─── Data to process

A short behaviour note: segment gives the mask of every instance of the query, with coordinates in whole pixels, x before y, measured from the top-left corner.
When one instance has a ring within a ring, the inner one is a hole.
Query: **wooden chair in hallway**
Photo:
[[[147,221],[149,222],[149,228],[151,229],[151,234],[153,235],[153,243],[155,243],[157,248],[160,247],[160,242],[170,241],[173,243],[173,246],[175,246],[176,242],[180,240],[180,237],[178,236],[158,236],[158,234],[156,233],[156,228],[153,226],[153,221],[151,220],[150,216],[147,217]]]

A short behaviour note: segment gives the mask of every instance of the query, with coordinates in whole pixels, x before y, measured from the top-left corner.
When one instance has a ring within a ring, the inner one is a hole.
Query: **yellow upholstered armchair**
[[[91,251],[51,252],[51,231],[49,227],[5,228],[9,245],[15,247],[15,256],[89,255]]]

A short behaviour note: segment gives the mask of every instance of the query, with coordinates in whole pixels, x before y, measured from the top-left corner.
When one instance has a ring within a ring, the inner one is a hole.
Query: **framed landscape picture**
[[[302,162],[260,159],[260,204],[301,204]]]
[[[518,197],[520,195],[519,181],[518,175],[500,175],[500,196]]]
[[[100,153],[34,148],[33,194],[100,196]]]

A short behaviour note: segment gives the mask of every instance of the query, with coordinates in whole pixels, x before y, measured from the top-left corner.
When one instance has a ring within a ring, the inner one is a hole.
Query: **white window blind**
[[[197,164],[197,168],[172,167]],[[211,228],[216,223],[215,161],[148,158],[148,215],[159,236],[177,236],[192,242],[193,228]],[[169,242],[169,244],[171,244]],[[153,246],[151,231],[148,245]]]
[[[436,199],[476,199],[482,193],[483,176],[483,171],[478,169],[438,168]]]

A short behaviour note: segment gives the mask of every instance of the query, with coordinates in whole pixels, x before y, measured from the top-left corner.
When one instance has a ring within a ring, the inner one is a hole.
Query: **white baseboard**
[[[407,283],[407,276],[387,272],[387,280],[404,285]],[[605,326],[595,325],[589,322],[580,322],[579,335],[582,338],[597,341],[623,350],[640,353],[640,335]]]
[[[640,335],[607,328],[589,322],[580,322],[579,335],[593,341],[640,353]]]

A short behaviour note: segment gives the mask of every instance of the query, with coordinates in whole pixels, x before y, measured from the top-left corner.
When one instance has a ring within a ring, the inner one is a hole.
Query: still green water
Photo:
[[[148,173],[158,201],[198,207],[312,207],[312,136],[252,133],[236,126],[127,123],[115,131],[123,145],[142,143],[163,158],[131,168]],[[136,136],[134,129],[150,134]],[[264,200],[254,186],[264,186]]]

──────
─── Data to process

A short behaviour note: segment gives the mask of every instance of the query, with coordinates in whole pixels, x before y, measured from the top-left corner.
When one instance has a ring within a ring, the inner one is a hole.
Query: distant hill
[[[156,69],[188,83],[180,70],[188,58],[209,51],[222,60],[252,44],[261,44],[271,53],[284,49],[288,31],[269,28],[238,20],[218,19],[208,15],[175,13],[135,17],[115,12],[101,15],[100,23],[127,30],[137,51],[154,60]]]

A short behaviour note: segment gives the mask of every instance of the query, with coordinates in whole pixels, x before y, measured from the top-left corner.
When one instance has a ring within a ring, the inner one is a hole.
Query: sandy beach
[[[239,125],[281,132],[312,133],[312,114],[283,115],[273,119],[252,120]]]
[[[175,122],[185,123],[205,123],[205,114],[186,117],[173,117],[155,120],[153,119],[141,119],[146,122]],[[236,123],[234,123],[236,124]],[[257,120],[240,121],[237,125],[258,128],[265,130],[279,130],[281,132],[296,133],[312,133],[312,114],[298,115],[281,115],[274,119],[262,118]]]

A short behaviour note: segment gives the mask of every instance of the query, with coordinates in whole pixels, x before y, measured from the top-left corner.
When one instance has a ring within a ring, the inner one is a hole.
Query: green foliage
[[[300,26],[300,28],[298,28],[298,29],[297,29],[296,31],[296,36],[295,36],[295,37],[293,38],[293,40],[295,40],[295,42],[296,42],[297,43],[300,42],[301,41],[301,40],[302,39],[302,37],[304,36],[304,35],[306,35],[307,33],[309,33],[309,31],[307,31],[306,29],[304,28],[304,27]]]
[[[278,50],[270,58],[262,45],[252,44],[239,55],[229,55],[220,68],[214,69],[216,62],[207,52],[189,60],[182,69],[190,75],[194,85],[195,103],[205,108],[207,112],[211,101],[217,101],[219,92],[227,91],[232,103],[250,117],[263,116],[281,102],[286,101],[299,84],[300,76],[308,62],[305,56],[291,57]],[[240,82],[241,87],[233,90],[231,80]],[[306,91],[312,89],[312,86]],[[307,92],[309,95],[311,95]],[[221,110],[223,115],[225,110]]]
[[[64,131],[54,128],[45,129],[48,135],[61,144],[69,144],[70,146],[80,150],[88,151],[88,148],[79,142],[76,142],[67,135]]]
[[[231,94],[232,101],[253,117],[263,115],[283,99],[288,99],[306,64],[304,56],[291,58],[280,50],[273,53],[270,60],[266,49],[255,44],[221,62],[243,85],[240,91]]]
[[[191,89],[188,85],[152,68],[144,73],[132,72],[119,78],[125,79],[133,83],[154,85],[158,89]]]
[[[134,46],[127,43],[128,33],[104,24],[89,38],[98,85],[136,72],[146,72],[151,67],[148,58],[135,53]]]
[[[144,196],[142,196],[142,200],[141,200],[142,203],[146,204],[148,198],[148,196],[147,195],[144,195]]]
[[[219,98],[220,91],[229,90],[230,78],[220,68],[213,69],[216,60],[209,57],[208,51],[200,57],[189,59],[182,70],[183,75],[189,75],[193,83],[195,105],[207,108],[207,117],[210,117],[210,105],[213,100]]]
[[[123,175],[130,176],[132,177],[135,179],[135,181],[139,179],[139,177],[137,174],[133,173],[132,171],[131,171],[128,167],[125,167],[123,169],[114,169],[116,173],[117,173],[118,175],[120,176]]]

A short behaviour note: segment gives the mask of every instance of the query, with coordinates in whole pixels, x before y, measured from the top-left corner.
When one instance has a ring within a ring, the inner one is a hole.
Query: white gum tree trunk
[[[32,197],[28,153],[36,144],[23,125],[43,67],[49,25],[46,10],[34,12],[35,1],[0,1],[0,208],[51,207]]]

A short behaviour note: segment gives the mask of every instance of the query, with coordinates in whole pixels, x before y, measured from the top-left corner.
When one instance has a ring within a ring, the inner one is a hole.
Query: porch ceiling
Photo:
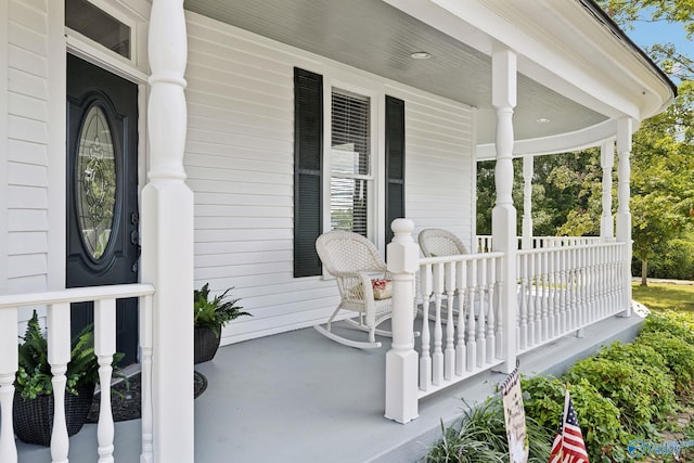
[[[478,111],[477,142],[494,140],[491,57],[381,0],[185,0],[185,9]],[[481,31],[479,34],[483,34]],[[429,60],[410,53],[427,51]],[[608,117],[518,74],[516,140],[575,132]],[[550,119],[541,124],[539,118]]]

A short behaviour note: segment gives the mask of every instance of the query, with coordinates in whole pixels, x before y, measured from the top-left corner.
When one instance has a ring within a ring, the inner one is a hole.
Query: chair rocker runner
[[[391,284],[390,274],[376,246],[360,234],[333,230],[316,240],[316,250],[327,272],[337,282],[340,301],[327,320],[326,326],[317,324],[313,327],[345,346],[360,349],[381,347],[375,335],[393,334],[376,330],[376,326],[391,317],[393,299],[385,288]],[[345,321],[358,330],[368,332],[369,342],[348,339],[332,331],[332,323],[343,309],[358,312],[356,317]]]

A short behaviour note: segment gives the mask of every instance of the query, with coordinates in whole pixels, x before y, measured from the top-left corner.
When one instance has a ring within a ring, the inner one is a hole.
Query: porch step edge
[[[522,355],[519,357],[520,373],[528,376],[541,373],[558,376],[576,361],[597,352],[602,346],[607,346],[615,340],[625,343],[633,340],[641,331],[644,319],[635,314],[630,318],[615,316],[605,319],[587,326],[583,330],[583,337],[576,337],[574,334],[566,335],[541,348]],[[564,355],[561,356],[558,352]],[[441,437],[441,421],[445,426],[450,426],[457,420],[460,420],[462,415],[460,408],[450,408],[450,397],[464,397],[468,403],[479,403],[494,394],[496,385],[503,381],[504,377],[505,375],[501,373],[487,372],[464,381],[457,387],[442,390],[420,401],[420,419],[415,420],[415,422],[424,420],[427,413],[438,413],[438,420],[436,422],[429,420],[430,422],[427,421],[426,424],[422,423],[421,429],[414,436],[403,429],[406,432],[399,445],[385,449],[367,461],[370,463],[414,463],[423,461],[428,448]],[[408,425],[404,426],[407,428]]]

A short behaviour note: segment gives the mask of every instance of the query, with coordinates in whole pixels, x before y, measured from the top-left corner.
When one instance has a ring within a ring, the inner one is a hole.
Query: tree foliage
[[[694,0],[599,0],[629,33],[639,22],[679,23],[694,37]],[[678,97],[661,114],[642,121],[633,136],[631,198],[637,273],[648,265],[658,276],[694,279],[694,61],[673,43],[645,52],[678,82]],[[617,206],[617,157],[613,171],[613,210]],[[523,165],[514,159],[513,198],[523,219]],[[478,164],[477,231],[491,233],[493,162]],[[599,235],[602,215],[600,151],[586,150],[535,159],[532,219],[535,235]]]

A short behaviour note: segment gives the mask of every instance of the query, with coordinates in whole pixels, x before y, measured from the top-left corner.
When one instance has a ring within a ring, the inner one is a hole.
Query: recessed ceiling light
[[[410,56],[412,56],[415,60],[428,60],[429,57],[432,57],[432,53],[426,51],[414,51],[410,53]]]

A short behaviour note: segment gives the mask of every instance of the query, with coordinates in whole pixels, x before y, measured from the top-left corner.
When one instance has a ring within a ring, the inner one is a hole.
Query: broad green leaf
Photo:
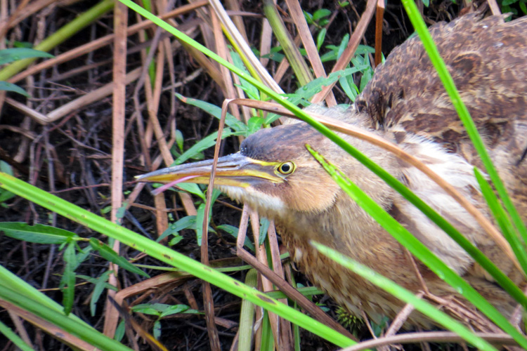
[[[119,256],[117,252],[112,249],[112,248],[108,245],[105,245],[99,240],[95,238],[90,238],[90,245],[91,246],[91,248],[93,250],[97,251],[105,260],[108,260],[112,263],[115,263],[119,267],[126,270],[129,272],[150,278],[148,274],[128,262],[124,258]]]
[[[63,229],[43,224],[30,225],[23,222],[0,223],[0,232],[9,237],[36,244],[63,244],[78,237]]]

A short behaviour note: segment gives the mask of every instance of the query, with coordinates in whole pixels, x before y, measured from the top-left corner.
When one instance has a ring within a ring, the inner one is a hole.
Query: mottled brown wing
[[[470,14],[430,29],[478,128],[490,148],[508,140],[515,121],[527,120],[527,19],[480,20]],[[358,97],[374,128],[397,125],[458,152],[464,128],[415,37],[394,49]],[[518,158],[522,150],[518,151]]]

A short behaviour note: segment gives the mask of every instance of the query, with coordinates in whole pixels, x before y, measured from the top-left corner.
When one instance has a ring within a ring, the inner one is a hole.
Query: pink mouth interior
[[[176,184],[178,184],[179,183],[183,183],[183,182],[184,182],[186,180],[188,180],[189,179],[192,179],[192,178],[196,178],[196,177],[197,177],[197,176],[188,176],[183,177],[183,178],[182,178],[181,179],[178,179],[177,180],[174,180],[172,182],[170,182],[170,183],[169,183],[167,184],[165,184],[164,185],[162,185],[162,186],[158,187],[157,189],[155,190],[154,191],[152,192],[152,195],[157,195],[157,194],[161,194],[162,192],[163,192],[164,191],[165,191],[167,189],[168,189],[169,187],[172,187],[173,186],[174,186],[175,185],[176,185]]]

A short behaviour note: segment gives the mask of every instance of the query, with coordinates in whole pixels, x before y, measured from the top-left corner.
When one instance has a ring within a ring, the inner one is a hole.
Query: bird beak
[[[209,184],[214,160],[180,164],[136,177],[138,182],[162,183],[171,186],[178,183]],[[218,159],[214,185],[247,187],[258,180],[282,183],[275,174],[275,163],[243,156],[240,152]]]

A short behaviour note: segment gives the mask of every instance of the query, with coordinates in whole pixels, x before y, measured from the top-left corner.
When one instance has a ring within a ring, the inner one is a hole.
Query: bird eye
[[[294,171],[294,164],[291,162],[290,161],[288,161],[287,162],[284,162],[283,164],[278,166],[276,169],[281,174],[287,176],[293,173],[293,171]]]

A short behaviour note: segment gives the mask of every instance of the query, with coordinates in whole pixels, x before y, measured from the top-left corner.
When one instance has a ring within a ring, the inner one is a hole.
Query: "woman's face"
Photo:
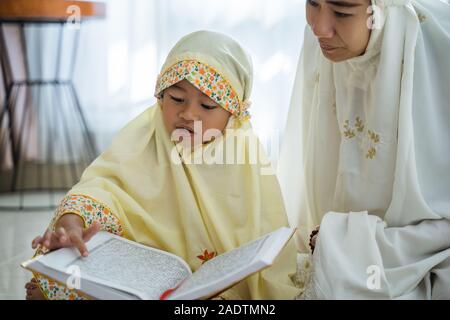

──────

Find every line of the material above that contains the word "ceiling" and copy each one.

Query: porch ceiling
Query: recessed ceiling light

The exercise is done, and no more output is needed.